# How to complete this task
For each line in the data below that holds "floret", return a copy.

═══ Task input ═══

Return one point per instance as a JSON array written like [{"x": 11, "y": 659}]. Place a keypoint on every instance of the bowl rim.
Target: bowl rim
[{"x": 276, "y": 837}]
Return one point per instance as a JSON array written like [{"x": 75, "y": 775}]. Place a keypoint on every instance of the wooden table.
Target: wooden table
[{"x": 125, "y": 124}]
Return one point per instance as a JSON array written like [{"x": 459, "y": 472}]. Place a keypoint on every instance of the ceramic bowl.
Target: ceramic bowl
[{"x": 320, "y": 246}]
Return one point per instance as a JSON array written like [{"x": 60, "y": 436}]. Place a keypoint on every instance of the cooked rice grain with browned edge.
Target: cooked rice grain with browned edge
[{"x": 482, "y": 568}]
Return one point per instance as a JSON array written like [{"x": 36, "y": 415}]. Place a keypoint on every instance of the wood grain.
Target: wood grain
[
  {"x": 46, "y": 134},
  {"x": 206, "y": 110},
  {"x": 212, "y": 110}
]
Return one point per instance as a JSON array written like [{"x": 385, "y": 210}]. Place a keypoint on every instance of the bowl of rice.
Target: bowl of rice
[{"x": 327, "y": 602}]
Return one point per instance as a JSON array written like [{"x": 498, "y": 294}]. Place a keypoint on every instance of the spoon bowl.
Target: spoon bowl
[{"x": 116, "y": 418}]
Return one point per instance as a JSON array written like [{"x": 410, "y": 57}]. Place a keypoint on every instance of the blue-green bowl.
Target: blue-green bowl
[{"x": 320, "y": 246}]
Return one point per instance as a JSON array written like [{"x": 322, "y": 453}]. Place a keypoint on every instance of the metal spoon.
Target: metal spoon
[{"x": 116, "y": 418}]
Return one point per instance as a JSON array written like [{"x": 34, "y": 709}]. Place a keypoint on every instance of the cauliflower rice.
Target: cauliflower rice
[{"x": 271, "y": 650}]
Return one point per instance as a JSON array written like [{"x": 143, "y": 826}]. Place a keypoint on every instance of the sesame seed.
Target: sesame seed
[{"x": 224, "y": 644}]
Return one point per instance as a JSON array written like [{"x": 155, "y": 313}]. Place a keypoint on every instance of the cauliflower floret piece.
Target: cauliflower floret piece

═══

# Response area
Return one point per instance as a JSON array written like [{"x": 155, "y": 313}]. Place a keypoint on every instance of the cauliflower floret piece.
Target: cauliflower floret piece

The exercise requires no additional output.